Outline annotation records:
"""
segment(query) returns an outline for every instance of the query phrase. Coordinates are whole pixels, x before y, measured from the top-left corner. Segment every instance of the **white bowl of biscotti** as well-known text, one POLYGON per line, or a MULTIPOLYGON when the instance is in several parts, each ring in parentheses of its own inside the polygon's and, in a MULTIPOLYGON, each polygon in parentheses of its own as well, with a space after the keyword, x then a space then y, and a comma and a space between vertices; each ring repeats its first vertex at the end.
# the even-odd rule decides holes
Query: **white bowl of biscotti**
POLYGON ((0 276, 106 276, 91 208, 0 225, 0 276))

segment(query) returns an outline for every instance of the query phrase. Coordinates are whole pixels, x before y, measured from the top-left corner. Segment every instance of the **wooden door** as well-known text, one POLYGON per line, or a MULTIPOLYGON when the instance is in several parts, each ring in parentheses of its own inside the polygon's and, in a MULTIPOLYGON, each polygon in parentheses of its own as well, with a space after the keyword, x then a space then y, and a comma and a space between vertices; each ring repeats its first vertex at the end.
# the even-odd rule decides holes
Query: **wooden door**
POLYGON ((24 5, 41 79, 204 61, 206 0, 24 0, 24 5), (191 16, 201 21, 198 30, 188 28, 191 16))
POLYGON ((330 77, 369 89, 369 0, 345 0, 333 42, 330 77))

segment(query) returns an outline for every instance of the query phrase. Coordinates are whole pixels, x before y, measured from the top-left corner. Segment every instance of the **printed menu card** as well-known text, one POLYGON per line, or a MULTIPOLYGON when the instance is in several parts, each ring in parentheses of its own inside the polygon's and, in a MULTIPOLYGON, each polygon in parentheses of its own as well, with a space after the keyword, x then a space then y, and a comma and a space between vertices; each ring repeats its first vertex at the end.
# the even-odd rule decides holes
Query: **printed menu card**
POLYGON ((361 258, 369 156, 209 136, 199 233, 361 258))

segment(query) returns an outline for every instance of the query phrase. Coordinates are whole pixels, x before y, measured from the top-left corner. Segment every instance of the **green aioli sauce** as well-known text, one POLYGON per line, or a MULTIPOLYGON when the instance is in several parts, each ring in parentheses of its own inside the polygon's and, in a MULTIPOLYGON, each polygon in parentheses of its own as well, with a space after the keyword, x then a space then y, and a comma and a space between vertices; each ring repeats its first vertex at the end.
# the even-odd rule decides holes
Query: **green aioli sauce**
"""
### Given exercise
Rewrite all of the items above, switching every occurrence of "whole pixels" to "integer pixels" and leaving everything else unchanged.

### Exercise response
segment(query) returns an outline for every instance of the query phrase. Coordinates are integer pixels, x before y, measured from the top-left corner. Segment every instance of the **white bowl of biscotti** as well-known text, one POLYGON per line, or a MULTIPOLYGON when the instance is in several parts, each ring in parentheses of its own inside the polygon's and, in a MULTIPOLYGON, each polygon in parentheses of its own as well, with a space after the keyword, x then a space then y, and a comma and a space between vertices; each ring repeats its first vertex at the end.
# the even-odd rule decides holes
Query: **white bowl of biscotti**
POLYGON ((0 276, 106 276, 91 208, 0 225, 0 276))

segment(query) returns an outline for every instance of the query phrase. Coordinates are integer pixels, x before y, measured from the top-left corner. Segment every instance of the **wooden door** as well-known text, one POLYGON per line, or a MULTIPOLYGON when the instance is in several parts, each ring in parentheses of its own inside the polygon's and, in a MULTIPOLYGON, each polygon in parentheses of its own as well, with a space after the keyword, x then a space then y, and a comma and a space between vertices; each ring repeats its first vertex at the end.
# the even-odd rule decides holes
Query: **wooden door**
POLYGON ((24 5, 41 79, 204 61, 206 0, 24 0, 24 5), (191 16, 201 21, 198 30, 188 28, 191 16))
POLYGON ((330 77, 369 89, 369 0, 345 0, 333 42, 330 77))

segment(query) returns an outline for every instance of the query phrase. Coordinates are integer pixels, x before y, measured from the top-left corner. Segment every instance of the **printed menu card** as well-known text, one POLYGON per line, or a MULTIPOLYGON when the instance is in several parts, each ring in parentheses of its own inside the polygon's and, in a MULTIPOLYGON, each polygon in parentheses of its own as well, with a space after the keyword, x then a space then y, and a comma and a space between vertices; each ring repeats its first vertex at the end.
# the even-odd rule decides holes
Query: **printed menu card**
POLYGON ((361 258, 369 156, 209 136, 199 233, 361 258))

segment(query) returns an outline for every instance of the query phrase. Coordinates are integer pixels, x before y, measured from the top-left corner. Segment every instance of the **green aioli sauce** as well-known text, one POLYGON per line, or a MULTIPOLYGON when the instance is in several parts, each ring in parentheses of its own inside the polygon's and, in a MULTIPOLYGON, each polygon in parentheses of its own as well, with a space after the keyword, x then a space then y, and a comma and a space between vertices; each ring repeats its first vertex at the end.
# the even-odd rule decides holes
Query: **green aioli sauce**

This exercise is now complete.